Given exercise 1:
Extract the passage of the Industrial Developments International profile from "In the past" up to and including "never looked back.", word for word.

Given passage:
Henry D. "Greg" Gregory Jr. does not give himself enough credit. Now president and CEO of Atlanta-based Industrial Developments International (IDI), Gregory founded the company at his kitchen table with a group of his former L.J. Hooker Corp. associates in 1989.
In the past 11 years, IDI's assets have grown from $89 million to $880 million, as revenues have grown from $3.2 million in that first year to $285 million. In 1999, IDI developed 15.5 million sq. ft., placing it among the top developers on NREI's Top Industrial Developers survey (see page 148).
Timing is everything Gregory served as executive vice president of Australia-based Hooker's U.S. industrial development division. As industrial opportunities kept popping up and a sagging Hooker could not - or would not - put forth the capital for them, Gregory considered other options. He persuaded six of his cohorts - Tim Gunter, Mike Schwarz, David Hardie, Mike Cushing, Mike McLoad and Steve Nelson - to join him in forming IDI. Gregory and company never looked back.
"We were absolutely blind lucky," Gregory recalls. "We ended up with money at the right time. The real estate market was going into the toilet. We had a lot of money, and we spent it.
"In those early years, when a lot of other developers were retracting, we were expanding," Gregory continues. "In hindsight, the recession actually helped us. We were able to get market share that probably would have been more difficult for us to obtain in a robust market."
IDI started out with friends in high places. Gregory had an established relationship with the Atlanta office of Charlotte, N.C.-based First Union, so, at the very least, he had a lender's ear. At Hooker, Gregory's industrial division had worked on joint ventures with Japanese development and construction giant Kajima International Inc. Kajima had expressed concern about doing any more deals with a floundering Hooker, but indicated to Gregory and his colleagues that a subsidiary might be an option, especially with the synergies between industrial development and Kajima's Construction Services Group.
Again proving that sometimes who you know is just as - if not more - important than what you know, Gregory discussed his business plan with a neighbor, Chris Sawyer, who was an attorney at Atlanta-based Alston & Bird, one of the South's most formidable law firms. Alston & Bird agreed to represent IDI on a speculative basis, and the firm continues to counsel IDI to this day.

Given records:

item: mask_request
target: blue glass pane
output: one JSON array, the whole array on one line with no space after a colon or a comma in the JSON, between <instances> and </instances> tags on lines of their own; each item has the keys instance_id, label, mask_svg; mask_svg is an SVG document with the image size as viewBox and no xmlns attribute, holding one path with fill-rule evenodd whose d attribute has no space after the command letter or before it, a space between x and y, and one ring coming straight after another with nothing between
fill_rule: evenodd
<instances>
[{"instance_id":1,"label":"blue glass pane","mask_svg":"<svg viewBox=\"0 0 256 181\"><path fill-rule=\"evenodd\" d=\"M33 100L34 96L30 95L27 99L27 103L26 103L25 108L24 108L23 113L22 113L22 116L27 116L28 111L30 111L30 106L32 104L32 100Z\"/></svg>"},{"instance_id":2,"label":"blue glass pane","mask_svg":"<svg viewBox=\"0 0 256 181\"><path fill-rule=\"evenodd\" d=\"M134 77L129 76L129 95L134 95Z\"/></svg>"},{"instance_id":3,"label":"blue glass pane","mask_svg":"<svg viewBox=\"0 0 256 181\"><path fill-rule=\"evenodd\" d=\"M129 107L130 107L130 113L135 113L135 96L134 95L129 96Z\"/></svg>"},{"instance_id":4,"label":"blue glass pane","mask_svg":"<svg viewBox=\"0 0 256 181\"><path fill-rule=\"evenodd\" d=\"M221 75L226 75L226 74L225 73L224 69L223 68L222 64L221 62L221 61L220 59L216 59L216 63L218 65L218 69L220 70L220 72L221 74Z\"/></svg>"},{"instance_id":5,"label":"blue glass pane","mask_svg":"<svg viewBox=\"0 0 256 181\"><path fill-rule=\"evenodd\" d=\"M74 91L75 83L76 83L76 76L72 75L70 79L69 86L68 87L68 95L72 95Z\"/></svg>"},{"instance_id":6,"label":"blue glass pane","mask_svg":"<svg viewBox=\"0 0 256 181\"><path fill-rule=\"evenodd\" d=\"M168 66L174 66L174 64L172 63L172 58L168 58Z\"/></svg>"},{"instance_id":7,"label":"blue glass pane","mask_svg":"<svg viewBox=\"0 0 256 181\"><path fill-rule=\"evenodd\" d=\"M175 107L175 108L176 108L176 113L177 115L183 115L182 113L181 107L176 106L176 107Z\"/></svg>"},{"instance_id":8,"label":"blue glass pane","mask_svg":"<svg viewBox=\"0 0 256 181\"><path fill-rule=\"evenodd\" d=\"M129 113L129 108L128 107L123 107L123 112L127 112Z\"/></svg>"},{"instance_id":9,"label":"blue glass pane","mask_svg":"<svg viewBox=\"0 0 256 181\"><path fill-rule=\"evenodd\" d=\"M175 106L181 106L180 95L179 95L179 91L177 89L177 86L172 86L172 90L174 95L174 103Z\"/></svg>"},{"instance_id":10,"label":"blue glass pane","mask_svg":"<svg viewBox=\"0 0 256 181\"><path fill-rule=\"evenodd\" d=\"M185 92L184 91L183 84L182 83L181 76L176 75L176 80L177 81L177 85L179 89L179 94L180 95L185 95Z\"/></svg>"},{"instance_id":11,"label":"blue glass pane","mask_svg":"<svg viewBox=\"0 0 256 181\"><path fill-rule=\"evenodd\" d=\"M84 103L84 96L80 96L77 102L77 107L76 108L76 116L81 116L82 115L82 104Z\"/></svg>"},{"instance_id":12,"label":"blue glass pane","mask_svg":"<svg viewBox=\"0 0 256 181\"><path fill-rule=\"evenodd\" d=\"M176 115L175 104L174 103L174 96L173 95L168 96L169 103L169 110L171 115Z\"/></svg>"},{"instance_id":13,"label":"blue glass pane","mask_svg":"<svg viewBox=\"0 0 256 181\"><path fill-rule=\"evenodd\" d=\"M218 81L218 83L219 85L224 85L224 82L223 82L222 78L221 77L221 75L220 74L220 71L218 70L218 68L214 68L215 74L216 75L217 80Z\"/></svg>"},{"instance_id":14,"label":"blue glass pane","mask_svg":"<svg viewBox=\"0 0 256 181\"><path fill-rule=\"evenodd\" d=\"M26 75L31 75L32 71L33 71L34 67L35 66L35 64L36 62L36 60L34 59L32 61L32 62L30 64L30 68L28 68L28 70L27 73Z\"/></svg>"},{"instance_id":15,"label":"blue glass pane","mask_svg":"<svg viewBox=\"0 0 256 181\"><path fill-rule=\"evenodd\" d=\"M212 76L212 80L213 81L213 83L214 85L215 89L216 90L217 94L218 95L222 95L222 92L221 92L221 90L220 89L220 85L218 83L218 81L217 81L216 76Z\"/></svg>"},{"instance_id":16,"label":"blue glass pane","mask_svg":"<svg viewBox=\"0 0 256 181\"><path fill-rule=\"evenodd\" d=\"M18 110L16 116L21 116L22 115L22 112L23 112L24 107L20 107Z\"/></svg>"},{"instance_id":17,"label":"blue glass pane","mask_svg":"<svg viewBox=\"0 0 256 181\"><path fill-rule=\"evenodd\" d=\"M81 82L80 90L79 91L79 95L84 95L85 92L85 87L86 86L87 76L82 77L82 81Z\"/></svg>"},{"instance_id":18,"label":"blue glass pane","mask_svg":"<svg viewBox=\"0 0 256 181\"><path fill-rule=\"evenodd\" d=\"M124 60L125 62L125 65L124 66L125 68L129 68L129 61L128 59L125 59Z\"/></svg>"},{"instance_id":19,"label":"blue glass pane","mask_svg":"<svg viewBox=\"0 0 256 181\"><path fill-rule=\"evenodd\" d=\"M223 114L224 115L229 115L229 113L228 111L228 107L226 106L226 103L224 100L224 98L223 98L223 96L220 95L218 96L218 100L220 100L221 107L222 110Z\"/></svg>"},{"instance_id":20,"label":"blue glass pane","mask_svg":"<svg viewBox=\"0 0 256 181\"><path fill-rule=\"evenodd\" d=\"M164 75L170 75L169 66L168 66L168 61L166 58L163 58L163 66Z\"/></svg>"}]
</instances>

Given exercise 2:
Pick out each line of the entries that contains the string "instances", treating uppercase and lowercase as different.

Correct response 1:
In the past 11 years, IDI's assets have grown from $89 million to $880 million, as revenues have grown from $3.2 million in that first year to $285 million. In 1999, IDI developed 15.5 million sq. ft., placing it among the top developers on NREI's Top Industrial Developers survey (see page 148).
Timing is everything Gregory served as executive vice president of Australia-based Hooker's U.S. industrial development division. As industrial opportunities kept popping up and a sagging Hooker could not - or would not - put forth the capital for them, Gregory considered other options. He persuaded six of his cohorts - Tim Gunter, Mike Schwarz, David Hardie, Mike Cushing, Mike McLoad and Steve Nelson - to join him in forming IDI. Gregory and company never looked back.

Correct response 2:
output: one JSON array, the whole array on one line with no space after a colon or a comma in the JSON, between <instances> and </instances> tags on lines of their own; each item has the keys instance_id, label, mask_svg; mask_svg is an SVG document with the image size as viewBox and no xmlns attribute, holding one path with fill-rule evenodd whose d attribute has no space after the command letter or before it, a space between x and y, and one ring coming straight after another with nothing between
<instances>
</instances>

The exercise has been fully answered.